*** Opening of EXERCISE INPUT ***

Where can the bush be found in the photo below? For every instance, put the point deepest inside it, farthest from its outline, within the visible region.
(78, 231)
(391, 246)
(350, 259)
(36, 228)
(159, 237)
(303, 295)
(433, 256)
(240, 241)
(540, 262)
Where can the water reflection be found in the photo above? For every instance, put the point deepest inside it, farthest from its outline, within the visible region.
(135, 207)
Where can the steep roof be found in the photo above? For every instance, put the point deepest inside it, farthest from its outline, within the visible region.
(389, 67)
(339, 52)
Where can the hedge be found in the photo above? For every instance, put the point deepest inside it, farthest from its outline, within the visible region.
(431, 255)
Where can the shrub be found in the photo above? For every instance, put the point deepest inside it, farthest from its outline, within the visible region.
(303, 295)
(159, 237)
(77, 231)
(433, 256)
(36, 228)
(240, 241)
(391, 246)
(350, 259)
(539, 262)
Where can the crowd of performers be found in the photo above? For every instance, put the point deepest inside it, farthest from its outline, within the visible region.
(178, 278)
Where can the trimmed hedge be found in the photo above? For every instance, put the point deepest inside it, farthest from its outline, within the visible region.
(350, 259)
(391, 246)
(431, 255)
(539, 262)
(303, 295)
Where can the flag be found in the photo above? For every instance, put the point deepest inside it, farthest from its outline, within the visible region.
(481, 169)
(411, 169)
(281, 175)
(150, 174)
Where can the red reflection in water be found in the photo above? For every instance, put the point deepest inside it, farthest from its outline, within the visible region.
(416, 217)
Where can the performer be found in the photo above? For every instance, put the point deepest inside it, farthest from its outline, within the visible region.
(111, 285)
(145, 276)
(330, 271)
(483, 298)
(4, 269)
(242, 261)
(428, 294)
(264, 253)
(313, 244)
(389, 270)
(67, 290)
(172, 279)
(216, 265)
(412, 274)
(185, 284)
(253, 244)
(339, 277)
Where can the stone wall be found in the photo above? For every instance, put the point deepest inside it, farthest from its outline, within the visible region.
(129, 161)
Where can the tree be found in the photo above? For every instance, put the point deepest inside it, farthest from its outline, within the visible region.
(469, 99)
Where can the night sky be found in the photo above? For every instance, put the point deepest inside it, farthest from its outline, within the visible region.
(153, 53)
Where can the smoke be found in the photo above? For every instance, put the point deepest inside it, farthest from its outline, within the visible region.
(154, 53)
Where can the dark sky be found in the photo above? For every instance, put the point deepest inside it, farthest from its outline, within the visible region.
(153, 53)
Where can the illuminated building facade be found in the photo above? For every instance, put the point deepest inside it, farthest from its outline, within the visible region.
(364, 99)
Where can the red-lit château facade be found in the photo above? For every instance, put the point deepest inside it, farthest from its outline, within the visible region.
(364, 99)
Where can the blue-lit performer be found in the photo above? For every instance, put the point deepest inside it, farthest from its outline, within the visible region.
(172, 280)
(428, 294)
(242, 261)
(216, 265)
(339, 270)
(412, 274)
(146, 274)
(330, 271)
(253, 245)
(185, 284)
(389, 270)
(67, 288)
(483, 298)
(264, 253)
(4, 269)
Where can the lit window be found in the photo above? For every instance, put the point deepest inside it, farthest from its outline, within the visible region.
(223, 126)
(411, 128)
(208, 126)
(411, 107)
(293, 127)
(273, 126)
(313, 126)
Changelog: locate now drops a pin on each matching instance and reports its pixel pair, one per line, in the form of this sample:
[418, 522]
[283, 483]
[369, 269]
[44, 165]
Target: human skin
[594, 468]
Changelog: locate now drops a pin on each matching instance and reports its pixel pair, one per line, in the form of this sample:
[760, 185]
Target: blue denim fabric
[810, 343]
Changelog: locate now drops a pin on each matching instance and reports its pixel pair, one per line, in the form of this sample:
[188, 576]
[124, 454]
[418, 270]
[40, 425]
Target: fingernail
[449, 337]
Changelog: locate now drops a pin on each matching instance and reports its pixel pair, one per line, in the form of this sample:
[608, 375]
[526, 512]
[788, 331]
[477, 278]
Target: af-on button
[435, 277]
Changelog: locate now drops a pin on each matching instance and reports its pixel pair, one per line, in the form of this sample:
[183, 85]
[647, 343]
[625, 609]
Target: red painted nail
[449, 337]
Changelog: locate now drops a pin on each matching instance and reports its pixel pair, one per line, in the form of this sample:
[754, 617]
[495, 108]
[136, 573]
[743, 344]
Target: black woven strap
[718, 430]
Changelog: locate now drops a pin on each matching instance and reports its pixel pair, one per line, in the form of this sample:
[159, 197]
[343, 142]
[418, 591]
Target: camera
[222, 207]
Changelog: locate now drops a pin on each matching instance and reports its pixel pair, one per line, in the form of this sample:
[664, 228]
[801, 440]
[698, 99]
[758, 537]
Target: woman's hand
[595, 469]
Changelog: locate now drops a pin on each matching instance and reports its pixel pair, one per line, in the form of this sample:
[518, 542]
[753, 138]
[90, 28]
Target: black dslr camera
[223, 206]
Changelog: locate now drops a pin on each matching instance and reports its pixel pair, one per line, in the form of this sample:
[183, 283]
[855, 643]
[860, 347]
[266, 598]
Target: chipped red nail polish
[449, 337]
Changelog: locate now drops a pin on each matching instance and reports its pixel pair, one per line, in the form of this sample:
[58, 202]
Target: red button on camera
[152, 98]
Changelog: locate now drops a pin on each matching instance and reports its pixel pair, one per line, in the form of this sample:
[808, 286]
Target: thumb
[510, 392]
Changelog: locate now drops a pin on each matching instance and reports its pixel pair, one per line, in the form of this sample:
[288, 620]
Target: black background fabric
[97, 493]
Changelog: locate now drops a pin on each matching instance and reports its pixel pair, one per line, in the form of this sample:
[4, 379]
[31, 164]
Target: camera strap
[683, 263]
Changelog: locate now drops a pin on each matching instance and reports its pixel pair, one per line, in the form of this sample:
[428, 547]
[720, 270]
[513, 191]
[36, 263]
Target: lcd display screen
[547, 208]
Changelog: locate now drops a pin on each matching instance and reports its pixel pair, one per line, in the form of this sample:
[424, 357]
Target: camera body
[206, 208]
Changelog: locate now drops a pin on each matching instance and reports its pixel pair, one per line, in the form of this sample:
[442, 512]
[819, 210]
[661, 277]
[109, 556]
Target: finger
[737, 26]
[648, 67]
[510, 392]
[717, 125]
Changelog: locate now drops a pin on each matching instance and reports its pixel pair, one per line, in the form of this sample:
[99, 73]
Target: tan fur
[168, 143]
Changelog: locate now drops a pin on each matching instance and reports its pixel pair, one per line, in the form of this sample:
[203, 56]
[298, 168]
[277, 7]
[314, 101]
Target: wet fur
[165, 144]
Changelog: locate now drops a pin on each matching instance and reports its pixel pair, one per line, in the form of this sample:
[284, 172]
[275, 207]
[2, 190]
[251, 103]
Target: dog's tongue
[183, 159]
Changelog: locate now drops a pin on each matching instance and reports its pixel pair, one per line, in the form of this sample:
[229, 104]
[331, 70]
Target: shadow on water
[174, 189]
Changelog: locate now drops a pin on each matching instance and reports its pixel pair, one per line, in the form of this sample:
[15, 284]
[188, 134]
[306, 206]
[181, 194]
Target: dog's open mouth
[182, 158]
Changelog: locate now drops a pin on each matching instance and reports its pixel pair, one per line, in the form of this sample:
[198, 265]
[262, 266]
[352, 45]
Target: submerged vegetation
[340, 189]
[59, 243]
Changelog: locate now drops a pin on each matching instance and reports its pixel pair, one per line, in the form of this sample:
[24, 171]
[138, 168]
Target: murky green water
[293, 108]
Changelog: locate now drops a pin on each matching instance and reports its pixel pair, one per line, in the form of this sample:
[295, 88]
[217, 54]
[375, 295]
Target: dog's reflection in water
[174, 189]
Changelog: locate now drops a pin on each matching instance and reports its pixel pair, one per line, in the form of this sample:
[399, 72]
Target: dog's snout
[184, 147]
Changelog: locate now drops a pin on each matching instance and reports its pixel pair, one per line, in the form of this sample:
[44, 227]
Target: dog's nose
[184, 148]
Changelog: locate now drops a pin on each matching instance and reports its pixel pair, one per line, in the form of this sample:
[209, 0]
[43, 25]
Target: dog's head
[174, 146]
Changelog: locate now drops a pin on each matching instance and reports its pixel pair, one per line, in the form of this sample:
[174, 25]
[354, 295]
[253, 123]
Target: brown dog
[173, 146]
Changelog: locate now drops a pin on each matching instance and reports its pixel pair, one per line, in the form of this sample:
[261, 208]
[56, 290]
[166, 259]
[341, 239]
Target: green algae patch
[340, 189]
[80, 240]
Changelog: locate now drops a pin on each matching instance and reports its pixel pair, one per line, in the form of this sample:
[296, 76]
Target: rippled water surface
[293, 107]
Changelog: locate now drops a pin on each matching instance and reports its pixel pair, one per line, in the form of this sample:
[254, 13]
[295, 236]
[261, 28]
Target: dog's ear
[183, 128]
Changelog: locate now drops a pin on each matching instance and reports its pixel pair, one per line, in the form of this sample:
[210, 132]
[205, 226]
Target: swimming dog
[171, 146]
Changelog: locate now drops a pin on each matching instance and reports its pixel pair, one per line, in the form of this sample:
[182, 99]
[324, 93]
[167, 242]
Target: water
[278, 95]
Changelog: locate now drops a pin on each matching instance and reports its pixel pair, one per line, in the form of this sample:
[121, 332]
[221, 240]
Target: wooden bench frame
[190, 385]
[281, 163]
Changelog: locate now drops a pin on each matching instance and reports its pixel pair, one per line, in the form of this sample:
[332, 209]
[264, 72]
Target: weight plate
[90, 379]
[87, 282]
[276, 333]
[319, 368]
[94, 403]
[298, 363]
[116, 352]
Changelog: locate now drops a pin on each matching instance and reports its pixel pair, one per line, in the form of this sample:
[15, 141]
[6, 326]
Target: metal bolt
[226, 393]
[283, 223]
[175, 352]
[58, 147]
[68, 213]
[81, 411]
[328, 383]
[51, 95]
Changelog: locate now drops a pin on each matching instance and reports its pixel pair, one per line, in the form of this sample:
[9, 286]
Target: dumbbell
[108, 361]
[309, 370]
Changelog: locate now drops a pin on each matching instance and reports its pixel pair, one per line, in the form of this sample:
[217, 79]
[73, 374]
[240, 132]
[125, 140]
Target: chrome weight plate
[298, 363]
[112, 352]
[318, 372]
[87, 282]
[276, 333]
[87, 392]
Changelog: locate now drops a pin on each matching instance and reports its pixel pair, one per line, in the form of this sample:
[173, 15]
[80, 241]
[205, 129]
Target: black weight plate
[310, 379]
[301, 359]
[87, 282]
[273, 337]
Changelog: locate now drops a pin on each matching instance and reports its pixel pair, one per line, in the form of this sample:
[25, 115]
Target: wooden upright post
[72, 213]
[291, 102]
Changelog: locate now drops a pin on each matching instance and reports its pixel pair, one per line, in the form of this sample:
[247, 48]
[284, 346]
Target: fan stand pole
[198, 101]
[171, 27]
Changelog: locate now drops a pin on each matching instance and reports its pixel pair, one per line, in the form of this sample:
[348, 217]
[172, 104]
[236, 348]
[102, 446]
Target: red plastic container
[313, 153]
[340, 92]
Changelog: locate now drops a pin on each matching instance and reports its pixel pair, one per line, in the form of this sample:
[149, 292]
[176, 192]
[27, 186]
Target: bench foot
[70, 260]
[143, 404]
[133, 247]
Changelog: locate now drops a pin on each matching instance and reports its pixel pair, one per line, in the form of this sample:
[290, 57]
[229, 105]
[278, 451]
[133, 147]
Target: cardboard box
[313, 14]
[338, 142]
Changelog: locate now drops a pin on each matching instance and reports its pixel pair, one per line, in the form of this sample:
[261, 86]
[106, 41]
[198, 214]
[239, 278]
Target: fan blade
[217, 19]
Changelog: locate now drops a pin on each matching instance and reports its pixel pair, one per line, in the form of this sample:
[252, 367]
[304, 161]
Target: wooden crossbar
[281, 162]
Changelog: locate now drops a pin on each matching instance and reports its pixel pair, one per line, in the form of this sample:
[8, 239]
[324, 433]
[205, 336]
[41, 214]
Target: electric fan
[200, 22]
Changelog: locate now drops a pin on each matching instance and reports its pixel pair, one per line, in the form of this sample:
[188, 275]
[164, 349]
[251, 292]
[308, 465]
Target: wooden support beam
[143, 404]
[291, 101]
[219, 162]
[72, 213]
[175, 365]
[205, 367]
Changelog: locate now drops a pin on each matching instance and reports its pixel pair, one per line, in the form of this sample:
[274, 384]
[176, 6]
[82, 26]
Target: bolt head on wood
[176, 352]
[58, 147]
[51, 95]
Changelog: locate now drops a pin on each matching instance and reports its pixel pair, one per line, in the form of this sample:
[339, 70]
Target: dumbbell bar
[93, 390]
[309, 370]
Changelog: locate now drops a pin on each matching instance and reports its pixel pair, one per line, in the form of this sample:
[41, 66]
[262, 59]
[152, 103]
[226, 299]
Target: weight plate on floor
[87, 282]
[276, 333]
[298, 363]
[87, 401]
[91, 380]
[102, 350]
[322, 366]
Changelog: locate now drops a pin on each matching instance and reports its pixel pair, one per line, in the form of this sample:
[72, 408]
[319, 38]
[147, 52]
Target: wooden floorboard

*** Close of EXERCISE INPUT ***

> _REQUIREMENT_:
In the entries, the line containing "Target: dumbbell bar" and every line after it through the last are to be duplicated exactly, and no other line is to be included.

> _THE ANSWER_:
Target: dumbbell bar
[93, 390]
[309, 370]
Changelog: locate now drops a pin on each matching instance and reports its pixel pair, one per line, in the form of this sample:
[41, 66]
[262, 59]
[152, 103]
[226, 299]
Target: weight plate on floor
[87, 282]
[276, 333]
[298, 363]
[87, 401]
[91, 380]
[102, 350]
[322, 366]
Changelog: locate now drops a pin on each matching instance and reports its pixel pair, one per line, in the form of this sample:
[72, 408]
[319, 38]
[147, 52]
Target: wooden floorboard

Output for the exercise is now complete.